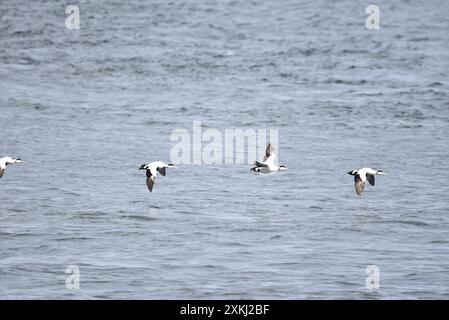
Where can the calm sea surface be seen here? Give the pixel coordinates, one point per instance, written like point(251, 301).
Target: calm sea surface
point(85, 108)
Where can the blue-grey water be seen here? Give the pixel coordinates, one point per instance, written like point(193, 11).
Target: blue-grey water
point(85, 108)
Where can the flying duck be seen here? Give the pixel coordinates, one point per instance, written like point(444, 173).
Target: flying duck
point(362, 175)
point(152, 169)
point(268, 164)
point(5, 161)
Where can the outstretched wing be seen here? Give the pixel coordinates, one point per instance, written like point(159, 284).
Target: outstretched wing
point(371, 179)
point(260, 164)
point(359, 185)
point(161, 170)
point(150, 180)
point(268, 152)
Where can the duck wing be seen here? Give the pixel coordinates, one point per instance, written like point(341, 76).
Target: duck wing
point(371, 179)
point(161, 170)
point(260, 164)
point(150, 180)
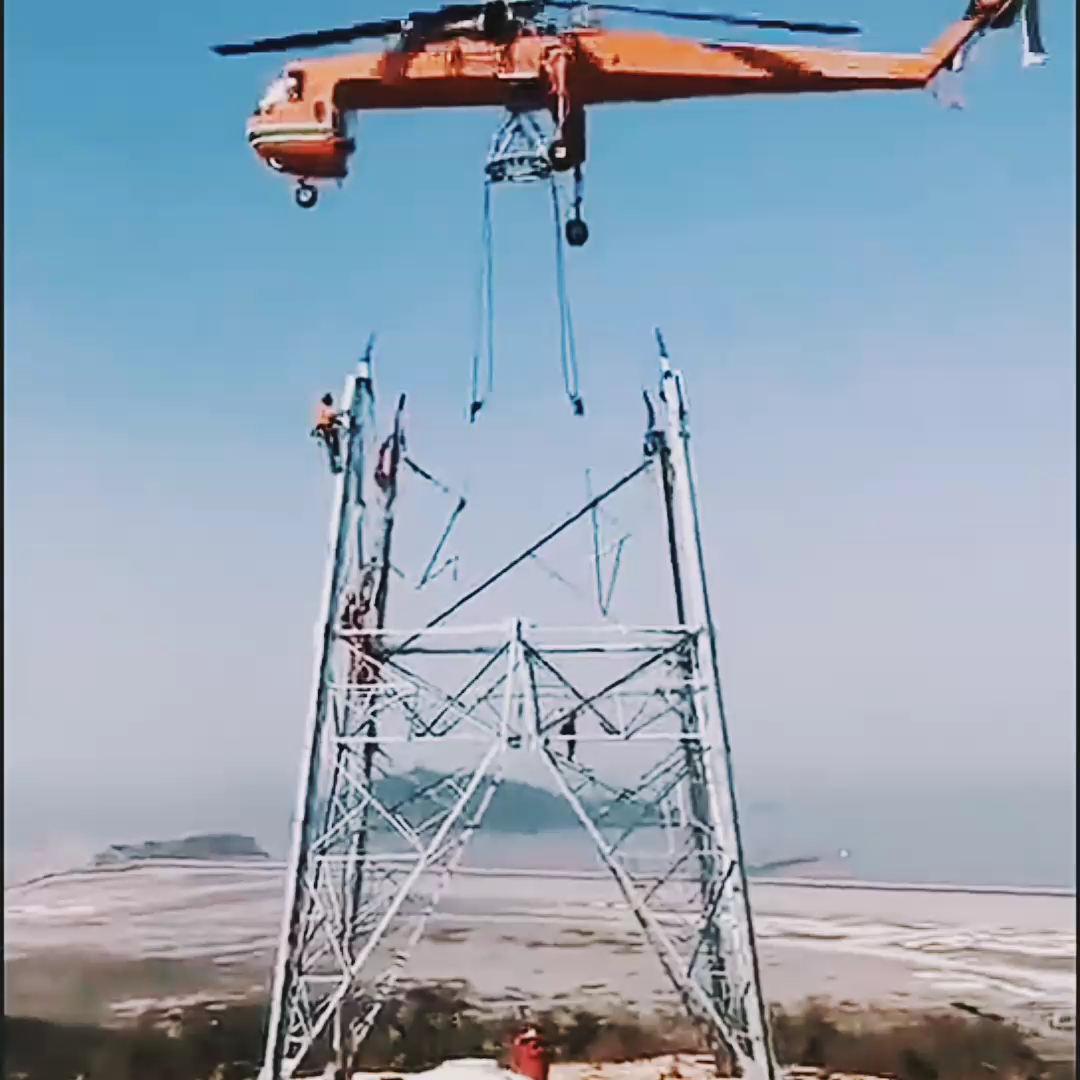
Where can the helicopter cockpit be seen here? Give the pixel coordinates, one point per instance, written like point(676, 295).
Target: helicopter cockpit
point(288, 86)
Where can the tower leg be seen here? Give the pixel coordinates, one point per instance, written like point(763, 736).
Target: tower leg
point(733, 977)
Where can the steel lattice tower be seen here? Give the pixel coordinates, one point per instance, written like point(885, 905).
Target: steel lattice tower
point(372, 852)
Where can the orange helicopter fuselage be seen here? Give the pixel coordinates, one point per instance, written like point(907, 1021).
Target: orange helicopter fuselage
point(301, 130)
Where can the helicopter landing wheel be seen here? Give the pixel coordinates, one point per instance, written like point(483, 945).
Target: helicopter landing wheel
point(577, 232)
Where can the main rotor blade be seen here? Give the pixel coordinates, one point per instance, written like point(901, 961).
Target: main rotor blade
point(313, 39)
point(692, 16)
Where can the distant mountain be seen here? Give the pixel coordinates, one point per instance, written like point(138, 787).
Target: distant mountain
point(211, 846)
point(515, 807)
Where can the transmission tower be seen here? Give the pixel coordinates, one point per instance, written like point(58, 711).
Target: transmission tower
point(625, 721)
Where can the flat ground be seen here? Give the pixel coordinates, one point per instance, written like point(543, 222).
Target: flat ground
point(99, 945)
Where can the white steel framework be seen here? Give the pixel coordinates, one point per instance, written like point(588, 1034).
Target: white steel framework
point(375, 846)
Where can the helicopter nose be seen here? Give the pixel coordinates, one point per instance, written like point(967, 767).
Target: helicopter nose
point(310, 154)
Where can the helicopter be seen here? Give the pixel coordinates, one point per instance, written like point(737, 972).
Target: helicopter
point(520, 56)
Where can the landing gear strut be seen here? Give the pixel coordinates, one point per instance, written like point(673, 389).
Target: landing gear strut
point(577, 231)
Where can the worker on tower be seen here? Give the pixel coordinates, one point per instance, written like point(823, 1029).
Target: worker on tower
point(328, 429)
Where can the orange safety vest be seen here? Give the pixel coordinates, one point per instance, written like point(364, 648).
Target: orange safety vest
point(325, 417)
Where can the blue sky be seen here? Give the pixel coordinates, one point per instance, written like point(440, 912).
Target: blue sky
point(872, 297)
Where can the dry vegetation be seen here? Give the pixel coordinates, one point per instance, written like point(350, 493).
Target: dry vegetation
point(427, 1025)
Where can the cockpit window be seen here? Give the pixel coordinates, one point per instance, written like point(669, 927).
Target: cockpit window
point(286, 88)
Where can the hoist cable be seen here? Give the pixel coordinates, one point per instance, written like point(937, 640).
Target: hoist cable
point(568, 353)
point(485, 315)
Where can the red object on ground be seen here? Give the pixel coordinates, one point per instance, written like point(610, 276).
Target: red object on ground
point(528, 1055)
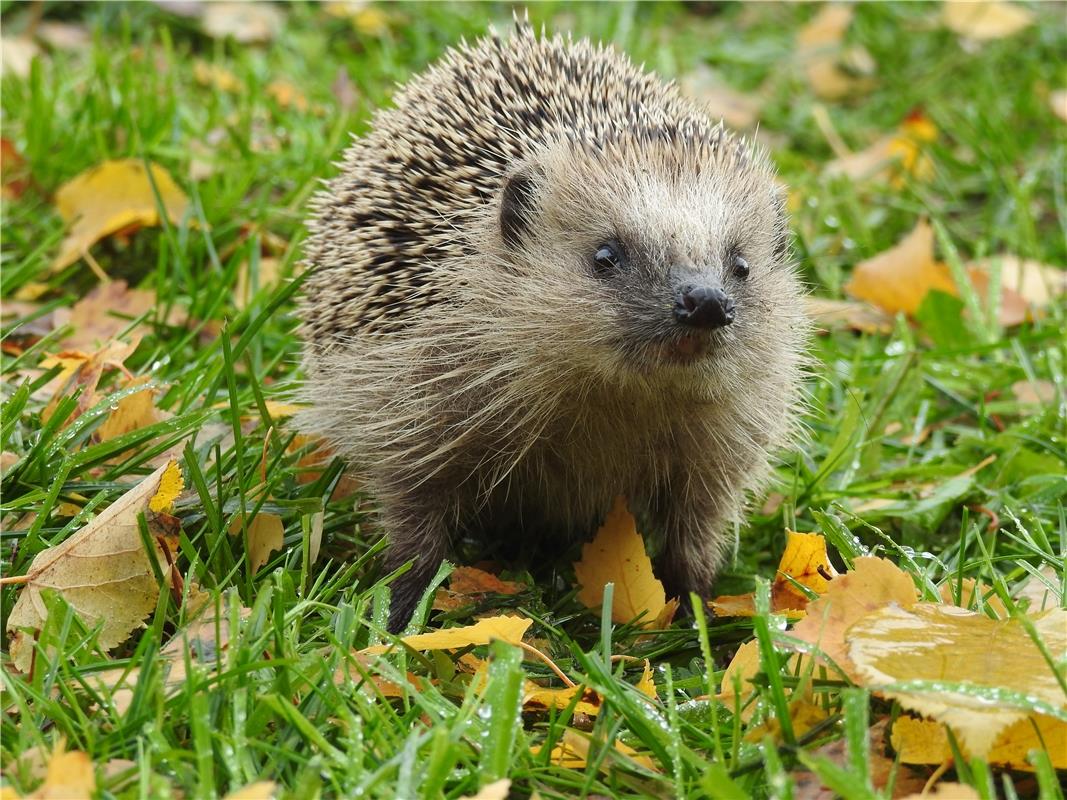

## Problem to work on
Reproduce every item above word for word, leaving out the pictures.

## Solution to this task
Where can the calm sea surface be seen here? Give the pixel coordinates, one point per instance, written like point(251, 301).
Target: calm sea surface
point(85, 108)
Where can the blue-grey water be seen here? Give the pixel coordinates, one point per instance, written like point(193, 11).
Target: blue-grey water
point(85, 108)
Where can the flying duck be seen here? Give the pixel coordinates, one point per instance, written like point(444, 173).
Target: flying duck
point(362, 175)
point(152, 169)
point(268, 164)
point(5, 161)
Where can the outstretched wing be seen here? Give the pixel coordinates, one point per instance, written like point(159, 284).
Target: outstretched wing
point(371, 179)
point(260, 164)
point(359, 185)
point(161, 170)
point(150, 180)
point(268, 152)
Where can the duck wing be seen here? Give the pixel coordinates, one point per instance, written like point(341, 76).
Target: duck wing
point(371, 179)
point(161, 170)
point(260, 164)
point(150, 180)
Where can the helicopter cockpit be seen here? Give the pixel coordinates, one point per instance, written like point(676, 295).
Target: helicopter cockpit
point(288, 86)
Where can the tower leg be seen here? Give the pixel coordinates, one point per instance, written like point(763, 736).
Target: tower leg
point(733, 977)
Where can the steel lattice tower be seen here? Give the pixel coordinates, one point per instance, written like point(885, 905).
Target: steel lattice tower
point(372, 852)
Where can the orange helicopter fuselage be seen here? Give the pixel coordinates, one point per instance, written like point(907, 1021).
Target: orange helicopter fuselage
point(301, 130)
Where can the helicopter landing wheel be seen here? Give the pixel coordinates, one point per instance, written like point(483, 945).
Target: helicopter landing wheel
point(577, 232)
Where can the main rotor blade be seen here? Give the pixel coordinates, one point per instance, written like point(901, 961).
Target: main rotor blade
point(313, 39)
point(692, 16)
Where can the distant mountain be seen here? Give the pixel coordinates, one point per instance, written like point(138, 787).
Target: distant mountain
point(211, 846)
point(515, 807)
Where can the transmission tower be seen here? Give the pixel coordinates, one point per instance, written like point(58, 711).
Target: transmission tower
point(625, 721)
Where can the flat ground be seen here? Give the pixel coordinates, one point per instance, written like point(543, 222).
Target: flat ground
point(99, 945)
Where can the white steel framework be seen here? Give the pixel coordinates, one point per instance, written like point(588, 1034).
Target: white steel framework
point(375, 846)
Where can the helicopter nose be seen here? Give the pixel coordinates, one point per instance, written like point(967, 767).
Target: helicopter nose
point(310, 154)
Where can the helicopter be seen here? Give the pixel coordinates, one point per instance, written like point(737, 972).
Target: helicopter
point(520, 56)
Where can the landing gear strut be seen here? Give the pixel coordinates, one point per instance, written like point(673, 389).
Target: landing gear strut
point(577, 231)
Where can the worker on tower be seen here? Give the pixel coordinates, one point per instance, written like point(823, 1029).
Target: worker on tower
point(328, 429)
Where can the orange safety vest be seen here? Give the pixel coordinates, one point per instance, written like point(364, 648).
Target: orange safety vest
point(325, 417)
Where can the blue sky be seen here? Give the pixel coordinates, one point per instance, written like point(440, 912).
Target: blue sky
point(872, 297)
Where can the dry vegetation be seen here? Give the pixel coordinates, one point per instance, written like point(350, 493).
Target: dry vegetation
point(427, 1025)
Where can the cockpit window be seen here? Give the pixel coordinates, one point per instance, written like point(669, 927).
Target: cockpit window
point(286, 88)
Where can the hoist cable be seen here? Give the pixel coordinates, one point per instance, written like point(937, 640).
Target: hoist cable
point(568, 353)
point(485, 315)
Where can the red object on ground be seen here? Give the pixel coordinates, one point per instance, written like point(610, 276).
Target: red object on ground
point(528, 1055)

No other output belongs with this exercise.